Task to carry out: Convert the records from the line containing "target: lifeguard tower" through the end of the records, inclusive, into a Markdown table with the columns Row and Text. Leave out blank lines.

------ Data provided

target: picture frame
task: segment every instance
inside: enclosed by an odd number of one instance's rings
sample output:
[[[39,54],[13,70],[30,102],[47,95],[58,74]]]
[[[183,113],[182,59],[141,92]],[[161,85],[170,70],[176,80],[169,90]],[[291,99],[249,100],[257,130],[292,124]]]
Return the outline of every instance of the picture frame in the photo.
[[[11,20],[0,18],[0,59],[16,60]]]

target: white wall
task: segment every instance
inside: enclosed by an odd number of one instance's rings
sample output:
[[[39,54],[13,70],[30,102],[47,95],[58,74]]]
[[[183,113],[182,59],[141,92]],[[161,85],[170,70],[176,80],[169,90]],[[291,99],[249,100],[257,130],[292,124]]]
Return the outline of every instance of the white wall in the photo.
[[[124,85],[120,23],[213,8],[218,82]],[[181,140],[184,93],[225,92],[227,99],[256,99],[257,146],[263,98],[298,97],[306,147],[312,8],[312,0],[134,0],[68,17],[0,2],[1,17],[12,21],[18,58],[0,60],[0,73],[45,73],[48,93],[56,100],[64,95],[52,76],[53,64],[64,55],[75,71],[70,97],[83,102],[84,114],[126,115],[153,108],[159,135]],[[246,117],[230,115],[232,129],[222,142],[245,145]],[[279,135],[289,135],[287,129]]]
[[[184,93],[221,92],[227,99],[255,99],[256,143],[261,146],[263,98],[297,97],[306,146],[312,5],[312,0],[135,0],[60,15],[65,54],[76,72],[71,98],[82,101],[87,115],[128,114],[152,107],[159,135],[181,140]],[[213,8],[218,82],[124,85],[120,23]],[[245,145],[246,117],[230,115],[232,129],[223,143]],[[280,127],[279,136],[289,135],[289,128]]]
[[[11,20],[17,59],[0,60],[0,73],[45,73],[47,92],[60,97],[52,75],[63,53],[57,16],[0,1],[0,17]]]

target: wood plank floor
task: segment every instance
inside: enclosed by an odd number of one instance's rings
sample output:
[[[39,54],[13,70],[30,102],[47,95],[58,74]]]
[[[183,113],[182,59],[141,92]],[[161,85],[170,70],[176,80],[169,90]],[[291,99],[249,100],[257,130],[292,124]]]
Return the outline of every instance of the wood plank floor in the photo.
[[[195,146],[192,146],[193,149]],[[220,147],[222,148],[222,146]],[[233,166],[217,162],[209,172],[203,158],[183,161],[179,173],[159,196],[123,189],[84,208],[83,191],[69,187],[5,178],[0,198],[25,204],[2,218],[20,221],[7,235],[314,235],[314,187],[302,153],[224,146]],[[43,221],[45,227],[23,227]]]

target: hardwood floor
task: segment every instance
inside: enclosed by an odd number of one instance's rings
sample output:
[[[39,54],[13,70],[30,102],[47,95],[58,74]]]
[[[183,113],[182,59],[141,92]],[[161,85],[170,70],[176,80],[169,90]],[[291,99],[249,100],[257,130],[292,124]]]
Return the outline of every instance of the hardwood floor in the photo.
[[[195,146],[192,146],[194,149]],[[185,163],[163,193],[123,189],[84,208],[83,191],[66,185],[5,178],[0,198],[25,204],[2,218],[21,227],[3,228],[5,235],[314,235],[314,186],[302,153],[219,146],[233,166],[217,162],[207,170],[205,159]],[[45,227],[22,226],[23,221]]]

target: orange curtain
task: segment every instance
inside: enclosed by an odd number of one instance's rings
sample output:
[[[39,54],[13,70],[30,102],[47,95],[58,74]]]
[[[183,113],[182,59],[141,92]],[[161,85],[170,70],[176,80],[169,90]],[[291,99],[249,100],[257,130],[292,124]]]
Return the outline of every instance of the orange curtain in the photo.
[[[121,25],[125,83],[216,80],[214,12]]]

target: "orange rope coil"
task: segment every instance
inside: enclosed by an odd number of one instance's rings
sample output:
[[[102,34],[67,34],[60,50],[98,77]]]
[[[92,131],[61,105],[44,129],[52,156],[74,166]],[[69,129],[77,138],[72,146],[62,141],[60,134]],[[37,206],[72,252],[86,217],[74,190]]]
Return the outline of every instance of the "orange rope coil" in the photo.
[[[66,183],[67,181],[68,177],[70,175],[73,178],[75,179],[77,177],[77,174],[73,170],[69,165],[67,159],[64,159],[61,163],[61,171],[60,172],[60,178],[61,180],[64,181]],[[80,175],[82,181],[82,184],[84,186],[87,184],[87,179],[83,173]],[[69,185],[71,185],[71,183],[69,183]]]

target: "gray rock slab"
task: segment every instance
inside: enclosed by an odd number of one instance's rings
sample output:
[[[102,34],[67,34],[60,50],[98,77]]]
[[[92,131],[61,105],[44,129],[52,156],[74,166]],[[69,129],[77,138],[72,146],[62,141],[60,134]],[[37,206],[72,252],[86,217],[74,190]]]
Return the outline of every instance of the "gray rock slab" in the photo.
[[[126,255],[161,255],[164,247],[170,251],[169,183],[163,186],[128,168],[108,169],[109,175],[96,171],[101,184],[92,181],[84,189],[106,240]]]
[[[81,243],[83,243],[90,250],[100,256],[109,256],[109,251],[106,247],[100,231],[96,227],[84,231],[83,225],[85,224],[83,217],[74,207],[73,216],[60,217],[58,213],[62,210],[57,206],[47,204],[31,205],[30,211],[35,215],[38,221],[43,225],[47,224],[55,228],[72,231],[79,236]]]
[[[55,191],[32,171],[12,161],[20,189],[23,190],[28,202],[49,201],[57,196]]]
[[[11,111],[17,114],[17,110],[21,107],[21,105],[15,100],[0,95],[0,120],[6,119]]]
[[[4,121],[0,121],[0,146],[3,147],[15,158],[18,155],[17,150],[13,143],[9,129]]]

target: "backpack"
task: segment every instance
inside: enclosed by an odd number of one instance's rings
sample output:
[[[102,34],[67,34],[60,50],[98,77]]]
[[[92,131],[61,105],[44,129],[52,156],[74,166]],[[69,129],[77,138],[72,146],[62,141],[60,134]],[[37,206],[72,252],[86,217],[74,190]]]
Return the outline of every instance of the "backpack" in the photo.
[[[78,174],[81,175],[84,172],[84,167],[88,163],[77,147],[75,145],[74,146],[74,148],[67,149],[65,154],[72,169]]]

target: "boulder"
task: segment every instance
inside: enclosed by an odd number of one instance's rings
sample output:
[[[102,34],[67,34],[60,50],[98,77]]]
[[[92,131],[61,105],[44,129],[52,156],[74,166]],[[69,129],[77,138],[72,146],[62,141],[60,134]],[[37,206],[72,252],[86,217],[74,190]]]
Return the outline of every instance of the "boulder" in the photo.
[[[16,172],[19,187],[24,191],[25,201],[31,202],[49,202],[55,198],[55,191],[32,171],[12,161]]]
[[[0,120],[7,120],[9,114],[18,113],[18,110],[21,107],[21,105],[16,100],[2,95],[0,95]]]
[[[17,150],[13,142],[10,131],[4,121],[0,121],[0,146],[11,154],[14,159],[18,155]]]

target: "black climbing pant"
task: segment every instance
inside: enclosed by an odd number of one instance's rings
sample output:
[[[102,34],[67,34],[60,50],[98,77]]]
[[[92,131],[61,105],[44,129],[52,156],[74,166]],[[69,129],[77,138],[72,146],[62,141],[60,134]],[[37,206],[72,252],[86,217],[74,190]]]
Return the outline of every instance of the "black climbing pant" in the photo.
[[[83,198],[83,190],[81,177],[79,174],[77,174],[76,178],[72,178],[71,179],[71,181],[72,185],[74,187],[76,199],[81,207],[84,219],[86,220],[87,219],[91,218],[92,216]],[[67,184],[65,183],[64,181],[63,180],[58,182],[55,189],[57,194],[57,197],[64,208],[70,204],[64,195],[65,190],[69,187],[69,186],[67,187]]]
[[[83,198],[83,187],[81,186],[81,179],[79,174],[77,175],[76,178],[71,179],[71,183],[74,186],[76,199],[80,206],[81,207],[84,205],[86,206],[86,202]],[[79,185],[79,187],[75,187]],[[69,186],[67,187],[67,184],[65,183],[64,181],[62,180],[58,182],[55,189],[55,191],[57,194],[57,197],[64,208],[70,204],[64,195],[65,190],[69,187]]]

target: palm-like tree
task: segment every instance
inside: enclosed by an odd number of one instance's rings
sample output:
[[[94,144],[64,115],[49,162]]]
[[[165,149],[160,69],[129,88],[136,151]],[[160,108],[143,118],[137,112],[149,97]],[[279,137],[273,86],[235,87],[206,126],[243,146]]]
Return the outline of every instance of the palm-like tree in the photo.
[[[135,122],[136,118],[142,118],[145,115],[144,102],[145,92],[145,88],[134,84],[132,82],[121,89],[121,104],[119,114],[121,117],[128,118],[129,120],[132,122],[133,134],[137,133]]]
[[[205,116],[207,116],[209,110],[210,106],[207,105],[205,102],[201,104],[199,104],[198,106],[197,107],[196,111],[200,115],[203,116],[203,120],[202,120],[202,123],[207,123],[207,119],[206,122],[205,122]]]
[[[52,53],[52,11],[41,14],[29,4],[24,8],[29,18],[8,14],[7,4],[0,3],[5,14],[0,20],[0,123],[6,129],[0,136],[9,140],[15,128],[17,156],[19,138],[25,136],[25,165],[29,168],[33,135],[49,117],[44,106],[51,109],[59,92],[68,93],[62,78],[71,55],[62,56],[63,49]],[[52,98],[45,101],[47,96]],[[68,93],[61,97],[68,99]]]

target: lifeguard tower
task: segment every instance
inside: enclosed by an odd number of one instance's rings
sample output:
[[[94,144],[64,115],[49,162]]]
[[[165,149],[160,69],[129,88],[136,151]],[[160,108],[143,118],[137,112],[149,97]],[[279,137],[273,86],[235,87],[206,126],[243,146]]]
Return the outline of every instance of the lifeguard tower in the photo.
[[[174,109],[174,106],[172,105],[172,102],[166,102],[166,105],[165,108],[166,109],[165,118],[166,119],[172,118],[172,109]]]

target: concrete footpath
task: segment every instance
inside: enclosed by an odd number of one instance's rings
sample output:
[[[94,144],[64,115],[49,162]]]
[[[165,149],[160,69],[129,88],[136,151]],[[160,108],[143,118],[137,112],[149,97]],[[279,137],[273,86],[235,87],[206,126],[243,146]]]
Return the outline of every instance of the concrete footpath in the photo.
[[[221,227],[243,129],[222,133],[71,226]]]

------------

Solved exercise:
| Row | Text |
|---|---|
| 1 | target: lifeguard tower |
| 2 | task: segment every instance |
| 3 | inside: enclosed by an odd number of one instance's rings |
| 4 | sample output: |
| 5 | [[[94,144],[64,115],[49,162]]] |
| 6 | [[[165,149],[160,69],[129,88],[136,151]],[[160,108],[143,118],[137,112],[149,97]],[[279,137],[273,86],[235,87],[206,126],[243,146]]] |
| 7 | Return the outline of every instance of the lifeguard tower in the photo. |
| 8 | [[[174,109],[174,106],[172,105],[172,102],[166,102],[166,105],[165,108],[166,109],[165,118],[166,119],[172,118],[172,109]]] |
| 9 | target: concrete footpath |
| 10 | task: segment every instance |
| 11 | inside: enclosed by an odd number of one instance's rings |
| 12 | sample output: |
| 13 | [[[94,144],[64,115],[49,162]]] |
| 14 | [[[165,149],[160,69],[129,88],[136,151]],[[160,108],[143,118],[137,112],[149,97]],[[279,137],[273,86],[235,87],[206,126],[243,146]]] |
| 15 | Return the outline of every instance of the concrete footpath in the photo. |
| 16 | [[[221,227],[243,129],[222,133],[71,226]]] |